**Work to complete**
When a line of the entries contains "below", please list that line.

(Region pointing data)
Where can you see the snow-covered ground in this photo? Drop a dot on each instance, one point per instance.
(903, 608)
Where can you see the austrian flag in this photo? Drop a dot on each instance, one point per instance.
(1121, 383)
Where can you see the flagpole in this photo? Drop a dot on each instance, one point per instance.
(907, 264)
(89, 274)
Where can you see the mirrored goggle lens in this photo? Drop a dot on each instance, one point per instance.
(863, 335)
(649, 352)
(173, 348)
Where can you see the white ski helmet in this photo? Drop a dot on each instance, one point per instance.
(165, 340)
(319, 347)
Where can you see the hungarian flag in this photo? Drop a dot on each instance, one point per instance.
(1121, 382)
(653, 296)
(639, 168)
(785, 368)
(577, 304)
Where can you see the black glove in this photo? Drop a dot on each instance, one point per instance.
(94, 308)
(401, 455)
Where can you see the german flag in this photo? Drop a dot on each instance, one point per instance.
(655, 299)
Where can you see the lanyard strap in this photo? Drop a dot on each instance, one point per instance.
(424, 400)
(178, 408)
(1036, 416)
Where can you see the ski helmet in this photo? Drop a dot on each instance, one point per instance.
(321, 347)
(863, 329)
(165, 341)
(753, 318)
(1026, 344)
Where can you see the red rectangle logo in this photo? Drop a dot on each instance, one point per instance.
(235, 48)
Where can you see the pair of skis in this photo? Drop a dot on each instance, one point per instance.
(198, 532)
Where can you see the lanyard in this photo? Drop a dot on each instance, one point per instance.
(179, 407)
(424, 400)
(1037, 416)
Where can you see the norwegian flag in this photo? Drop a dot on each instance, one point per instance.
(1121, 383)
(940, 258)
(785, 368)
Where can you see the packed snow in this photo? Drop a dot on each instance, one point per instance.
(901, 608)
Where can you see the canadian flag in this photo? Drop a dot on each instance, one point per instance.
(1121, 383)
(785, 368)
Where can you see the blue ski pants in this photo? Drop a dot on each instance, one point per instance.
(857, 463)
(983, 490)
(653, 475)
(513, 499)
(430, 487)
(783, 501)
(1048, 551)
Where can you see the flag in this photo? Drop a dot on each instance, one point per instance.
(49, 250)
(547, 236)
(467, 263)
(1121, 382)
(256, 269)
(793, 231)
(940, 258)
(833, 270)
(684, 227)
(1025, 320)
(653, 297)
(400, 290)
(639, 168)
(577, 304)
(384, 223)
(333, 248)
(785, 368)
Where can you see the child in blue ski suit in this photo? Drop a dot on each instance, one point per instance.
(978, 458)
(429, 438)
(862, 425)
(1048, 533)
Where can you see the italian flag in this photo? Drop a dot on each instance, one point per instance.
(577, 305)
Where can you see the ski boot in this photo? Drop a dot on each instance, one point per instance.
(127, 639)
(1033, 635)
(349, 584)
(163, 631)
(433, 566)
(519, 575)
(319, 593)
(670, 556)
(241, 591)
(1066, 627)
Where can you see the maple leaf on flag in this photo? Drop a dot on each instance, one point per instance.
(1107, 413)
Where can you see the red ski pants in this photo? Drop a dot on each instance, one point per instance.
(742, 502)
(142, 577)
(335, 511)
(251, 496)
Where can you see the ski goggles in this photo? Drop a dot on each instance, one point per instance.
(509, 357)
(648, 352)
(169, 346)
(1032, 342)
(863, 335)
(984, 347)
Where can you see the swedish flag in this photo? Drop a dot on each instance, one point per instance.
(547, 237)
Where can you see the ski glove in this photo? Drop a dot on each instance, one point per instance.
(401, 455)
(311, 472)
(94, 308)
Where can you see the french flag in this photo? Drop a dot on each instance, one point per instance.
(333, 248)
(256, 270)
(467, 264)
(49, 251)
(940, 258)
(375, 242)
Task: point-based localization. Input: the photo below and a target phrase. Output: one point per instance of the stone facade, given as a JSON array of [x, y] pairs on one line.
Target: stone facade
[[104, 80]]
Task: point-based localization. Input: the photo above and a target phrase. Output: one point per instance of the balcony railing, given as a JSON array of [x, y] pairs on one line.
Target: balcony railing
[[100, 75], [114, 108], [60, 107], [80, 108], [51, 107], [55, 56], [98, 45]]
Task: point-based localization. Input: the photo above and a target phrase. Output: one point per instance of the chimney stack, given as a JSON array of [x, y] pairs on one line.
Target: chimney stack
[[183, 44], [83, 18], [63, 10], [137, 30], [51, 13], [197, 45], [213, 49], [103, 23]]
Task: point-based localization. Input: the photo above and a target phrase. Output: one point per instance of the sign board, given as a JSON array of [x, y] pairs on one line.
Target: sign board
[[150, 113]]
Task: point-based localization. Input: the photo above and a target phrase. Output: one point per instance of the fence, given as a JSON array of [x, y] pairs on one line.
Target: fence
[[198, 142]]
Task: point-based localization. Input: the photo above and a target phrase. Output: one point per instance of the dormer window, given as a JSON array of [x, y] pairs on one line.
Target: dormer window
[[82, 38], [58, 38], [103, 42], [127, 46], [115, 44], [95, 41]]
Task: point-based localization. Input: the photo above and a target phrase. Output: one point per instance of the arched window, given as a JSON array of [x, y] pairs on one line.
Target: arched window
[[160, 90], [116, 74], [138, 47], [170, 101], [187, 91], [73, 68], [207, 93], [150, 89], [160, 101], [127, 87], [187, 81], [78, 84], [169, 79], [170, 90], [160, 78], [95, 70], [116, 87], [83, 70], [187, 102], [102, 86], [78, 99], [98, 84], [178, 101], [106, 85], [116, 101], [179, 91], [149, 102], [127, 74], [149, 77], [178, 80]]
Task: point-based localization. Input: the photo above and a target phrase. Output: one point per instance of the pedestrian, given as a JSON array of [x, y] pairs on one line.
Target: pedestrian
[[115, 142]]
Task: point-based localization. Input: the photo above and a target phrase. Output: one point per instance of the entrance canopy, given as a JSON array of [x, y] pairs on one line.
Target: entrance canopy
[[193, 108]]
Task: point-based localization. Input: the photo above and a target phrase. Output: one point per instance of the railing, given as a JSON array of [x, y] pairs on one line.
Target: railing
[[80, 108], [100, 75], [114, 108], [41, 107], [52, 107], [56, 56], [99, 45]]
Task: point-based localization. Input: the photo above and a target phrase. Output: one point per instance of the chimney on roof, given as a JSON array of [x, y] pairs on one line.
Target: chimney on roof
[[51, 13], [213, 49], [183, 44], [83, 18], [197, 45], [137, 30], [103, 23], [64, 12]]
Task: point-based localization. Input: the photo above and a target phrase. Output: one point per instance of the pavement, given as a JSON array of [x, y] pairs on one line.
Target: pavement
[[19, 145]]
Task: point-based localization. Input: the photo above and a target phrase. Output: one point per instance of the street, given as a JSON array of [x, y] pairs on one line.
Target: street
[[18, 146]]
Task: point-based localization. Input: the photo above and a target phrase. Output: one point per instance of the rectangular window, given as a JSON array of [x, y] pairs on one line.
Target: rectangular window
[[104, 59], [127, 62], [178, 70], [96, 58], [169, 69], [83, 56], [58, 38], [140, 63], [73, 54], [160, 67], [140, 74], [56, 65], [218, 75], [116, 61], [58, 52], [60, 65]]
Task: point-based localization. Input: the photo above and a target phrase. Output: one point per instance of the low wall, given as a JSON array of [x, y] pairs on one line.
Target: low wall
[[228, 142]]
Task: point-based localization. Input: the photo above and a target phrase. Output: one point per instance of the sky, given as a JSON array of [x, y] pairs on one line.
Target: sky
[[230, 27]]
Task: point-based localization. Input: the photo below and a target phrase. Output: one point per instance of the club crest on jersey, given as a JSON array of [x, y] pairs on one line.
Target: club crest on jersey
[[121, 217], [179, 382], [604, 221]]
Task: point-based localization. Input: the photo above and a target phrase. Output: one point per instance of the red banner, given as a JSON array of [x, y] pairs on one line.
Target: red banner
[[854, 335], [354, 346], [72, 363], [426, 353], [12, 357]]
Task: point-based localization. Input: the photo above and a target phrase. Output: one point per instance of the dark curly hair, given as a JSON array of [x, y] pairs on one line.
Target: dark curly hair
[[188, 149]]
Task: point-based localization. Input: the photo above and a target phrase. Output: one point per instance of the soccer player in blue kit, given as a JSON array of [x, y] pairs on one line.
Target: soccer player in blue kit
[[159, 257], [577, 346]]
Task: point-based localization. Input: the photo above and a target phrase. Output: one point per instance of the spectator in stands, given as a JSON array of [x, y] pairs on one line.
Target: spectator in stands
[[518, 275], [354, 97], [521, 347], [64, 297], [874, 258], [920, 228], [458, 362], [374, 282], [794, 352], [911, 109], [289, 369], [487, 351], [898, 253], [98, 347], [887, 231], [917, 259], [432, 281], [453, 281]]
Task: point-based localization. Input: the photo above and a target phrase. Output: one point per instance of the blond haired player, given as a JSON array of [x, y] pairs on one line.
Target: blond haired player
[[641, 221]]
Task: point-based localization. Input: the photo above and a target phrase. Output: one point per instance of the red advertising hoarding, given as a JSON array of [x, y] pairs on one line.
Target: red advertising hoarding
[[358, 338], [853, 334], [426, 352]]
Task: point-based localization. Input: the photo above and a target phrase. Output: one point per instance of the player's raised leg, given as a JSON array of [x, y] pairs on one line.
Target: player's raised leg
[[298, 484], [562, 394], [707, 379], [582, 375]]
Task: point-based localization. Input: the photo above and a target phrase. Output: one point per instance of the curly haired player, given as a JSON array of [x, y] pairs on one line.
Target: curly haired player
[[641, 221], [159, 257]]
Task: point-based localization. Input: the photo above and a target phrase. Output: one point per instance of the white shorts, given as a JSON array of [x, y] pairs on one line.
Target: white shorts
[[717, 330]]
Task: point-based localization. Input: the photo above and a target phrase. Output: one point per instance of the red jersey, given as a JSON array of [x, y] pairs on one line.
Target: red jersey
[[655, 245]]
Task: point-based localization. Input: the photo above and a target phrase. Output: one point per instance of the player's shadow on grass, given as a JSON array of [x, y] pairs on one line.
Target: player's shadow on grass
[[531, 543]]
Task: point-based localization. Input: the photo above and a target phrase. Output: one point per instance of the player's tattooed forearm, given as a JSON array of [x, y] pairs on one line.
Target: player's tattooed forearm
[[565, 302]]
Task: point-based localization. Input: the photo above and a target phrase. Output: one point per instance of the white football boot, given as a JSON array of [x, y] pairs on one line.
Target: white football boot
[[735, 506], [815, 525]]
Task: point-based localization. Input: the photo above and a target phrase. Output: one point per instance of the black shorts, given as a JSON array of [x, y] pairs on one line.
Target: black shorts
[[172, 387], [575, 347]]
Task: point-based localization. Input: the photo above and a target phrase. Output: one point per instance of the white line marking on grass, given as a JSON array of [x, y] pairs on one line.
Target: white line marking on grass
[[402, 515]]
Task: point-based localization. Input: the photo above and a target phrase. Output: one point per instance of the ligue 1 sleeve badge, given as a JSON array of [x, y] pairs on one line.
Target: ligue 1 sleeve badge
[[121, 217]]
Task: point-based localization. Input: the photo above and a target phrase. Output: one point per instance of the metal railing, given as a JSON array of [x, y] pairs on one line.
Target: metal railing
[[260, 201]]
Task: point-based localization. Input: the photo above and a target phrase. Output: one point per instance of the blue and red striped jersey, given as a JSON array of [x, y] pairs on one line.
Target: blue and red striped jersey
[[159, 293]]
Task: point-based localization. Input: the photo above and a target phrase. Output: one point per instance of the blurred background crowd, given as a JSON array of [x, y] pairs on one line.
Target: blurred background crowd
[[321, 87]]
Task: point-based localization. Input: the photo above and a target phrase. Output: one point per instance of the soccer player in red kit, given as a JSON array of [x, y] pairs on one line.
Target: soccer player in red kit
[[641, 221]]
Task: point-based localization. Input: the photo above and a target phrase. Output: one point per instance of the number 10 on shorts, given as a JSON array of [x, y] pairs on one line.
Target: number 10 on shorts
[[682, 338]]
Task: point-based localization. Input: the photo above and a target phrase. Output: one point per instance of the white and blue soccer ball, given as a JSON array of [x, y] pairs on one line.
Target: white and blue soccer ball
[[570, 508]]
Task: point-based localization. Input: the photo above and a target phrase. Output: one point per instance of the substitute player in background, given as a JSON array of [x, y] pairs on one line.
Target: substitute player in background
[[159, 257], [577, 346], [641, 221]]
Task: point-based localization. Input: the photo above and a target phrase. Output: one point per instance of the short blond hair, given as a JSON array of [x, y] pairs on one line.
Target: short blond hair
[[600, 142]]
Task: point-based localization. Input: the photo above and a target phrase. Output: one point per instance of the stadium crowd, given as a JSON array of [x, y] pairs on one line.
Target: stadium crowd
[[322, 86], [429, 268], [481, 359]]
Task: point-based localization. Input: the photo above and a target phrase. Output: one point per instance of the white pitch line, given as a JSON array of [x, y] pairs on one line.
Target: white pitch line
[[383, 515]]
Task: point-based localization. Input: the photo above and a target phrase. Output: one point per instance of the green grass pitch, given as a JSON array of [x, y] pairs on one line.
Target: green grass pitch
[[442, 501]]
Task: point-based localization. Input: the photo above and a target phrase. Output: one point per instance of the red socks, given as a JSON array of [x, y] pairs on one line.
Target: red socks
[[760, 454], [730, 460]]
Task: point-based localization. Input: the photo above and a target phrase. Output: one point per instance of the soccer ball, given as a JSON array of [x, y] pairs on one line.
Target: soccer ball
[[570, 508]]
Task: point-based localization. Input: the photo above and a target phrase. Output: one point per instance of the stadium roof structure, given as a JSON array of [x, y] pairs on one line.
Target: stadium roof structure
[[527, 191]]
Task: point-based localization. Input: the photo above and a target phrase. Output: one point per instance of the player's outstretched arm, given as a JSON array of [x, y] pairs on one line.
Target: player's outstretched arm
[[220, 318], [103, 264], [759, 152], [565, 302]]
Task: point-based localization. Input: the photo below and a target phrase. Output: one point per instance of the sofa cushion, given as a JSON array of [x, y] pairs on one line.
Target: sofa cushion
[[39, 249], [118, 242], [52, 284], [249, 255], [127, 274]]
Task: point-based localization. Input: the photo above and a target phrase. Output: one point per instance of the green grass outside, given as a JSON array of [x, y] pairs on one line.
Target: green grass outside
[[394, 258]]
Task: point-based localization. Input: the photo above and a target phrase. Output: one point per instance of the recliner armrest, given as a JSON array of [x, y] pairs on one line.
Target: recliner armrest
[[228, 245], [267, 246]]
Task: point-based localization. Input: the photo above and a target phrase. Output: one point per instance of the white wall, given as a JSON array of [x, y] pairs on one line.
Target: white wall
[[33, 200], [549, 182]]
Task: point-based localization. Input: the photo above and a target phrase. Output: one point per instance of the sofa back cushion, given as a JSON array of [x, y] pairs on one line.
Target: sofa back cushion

**Task answer**
Task: point-based localization. Input: the photo below and a target phrase. Output: one point per instance of the stone facade, given as a JSON array of [x, y] pairs on one line.
Task: point-based localization. Input: the photo below and a target phrase. Output: one point per instance of the club crest on jersey, given as a JSON array of [x, y] pairs on one line.
Task: point-based localization. Input: the photo below and a target phrase. Output: one point per instance of the sofa cushion, given as a JSON array of [x, y] pairs on one line.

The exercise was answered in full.